> [Do this] Set out every line of the records below as a JSON list of strings, one string per line, leaving out blank lines.

> [Excerpted data]
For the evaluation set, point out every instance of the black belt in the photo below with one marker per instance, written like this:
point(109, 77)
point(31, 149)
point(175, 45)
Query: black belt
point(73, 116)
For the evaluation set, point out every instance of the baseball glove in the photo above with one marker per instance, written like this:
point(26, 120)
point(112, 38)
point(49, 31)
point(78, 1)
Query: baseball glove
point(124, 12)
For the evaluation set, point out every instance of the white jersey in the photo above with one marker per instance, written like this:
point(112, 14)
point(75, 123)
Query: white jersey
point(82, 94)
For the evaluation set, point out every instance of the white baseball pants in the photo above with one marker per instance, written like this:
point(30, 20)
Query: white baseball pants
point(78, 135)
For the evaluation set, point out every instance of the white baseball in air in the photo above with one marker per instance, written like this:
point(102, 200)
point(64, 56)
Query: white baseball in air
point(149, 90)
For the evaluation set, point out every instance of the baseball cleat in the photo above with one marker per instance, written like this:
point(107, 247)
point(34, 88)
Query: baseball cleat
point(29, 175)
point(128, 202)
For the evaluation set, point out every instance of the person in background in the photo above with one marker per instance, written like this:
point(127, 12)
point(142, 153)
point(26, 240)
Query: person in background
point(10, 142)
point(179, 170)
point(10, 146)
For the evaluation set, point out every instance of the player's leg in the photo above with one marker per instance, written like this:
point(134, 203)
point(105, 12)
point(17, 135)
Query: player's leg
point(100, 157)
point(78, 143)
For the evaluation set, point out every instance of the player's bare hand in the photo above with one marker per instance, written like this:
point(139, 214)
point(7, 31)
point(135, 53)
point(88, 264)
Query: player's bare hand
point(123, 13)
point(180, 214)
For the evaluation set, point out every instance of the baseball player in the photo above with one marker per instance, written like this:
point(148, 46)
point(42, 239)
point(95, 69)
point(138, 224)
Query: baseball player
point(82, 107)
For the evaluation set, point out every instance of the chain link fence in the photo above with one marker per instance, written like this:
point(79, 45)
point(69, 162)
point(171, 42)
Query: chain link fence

> [Finished task]
[
  "For the evaluation set, point out every instance of the black belt in the photo below with one marker per instance, written like this:",
  "point(109, 77)",
  "point(31, 149)",
  "point(175, 45)",
  "Query: black belt",
  "point(73, 116)",
  "For the evaluation set, point out every instance of the baseball glove in the photo above with one marker per instance, written like this:",
  "point(26, 120)",
  "point(112, 38)",
  "point(49, 31)",
  "point(78, 1)",
  "Query: baseball glove",
  "point(124, 12)",
  "For the evaluation set, point out every instance of the white jersey in the photo above with one marker per instance, written like this:",
  "point(112, 14)",
  "point(75, 123)",
  "Query: white jersey",
  "point(82, 94)",
  "For the evaluation set, point out every instance of the white baseball pants in the photo above with one marker per instance, written like this:",
  "point(30, 20)",
  "Query: white baseball pants",
  "point(78, 135)",
  "For the evaluation set, point out every instance of the white baseball in air in the photo above with one marker per instance, written like this:",
  "point(102, 200)",
  "point(64, 56)",
  "Query: white baseball in air",
  "point(149, 90)",
  "For the evaluation set, point out every instance of the baseball cleat in the photo above with one marker per instance, written like this:",
  "point(107, 247)",
  "point(34, 88)",
  "Query: baseball cleat",
  "point(29, 175)",
  "point(128, 202)",
  "For the evaluation set, point out every instance of the person in background in the photo above with one marker per instance, written like this:",
  "point(127, 12)",
  "point(142, 153)",
  "point(26, 240)",
  "Query: person in background",
  "point(10, 142)",
  "point(179, 170)",
  "point(10, 146)",
  "For the evaluation set, point out every instance of the player's leg in the photo above with one marker per instance, written like this:",
  "point(134, 203)",
  "point(105, 12)",
  "point(17, 135)",
  "Query: player's leg",
  "point(100, 157)",
  "point(78, 143)",
  "For the evaluation set, point out every instance of the player's bare hand in the photo above with one marker per instance, written like this:",
  "point(139, 214)",
  "point(7, 31)",
  "point(135, 53)",
  "point(88, 264)",
  "Query: player's bare hand",
  "point(123, 13)",
  "point(180, 214)",
  "For the evaluation set, point out every instance of the baseball player in the photo above with one marker per instance, written like this:",
  "point(148, 46)",
  "point(42, 239)",
  "point(95, 69)",
  "point(138, 224)",
  "Query: baseball player",
  "point(82, 107)",
  "For the evaluation set, point out every instance of the chain link fence in the photo above with one marker per instance, written like this:",
  "point(79, 45)",
  "point(69, 162)",
  "point(171, 42)",
  "Query: chain link fence"
]